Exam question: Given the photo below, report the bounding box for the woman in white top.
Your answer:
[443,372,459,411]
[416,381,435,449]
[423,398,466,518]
* * *
* [WHAT THIS TASK INVOLVES]
Could you retype all of the entries, leaving every character unchanged?

* [REPLY TO THE EXERCISE]
Exam question: Given the photo below, report the bounding box for the woman in white top.
Your answer:
[443,372,459,411]
[416,381,435,449]
[423,398,466,518]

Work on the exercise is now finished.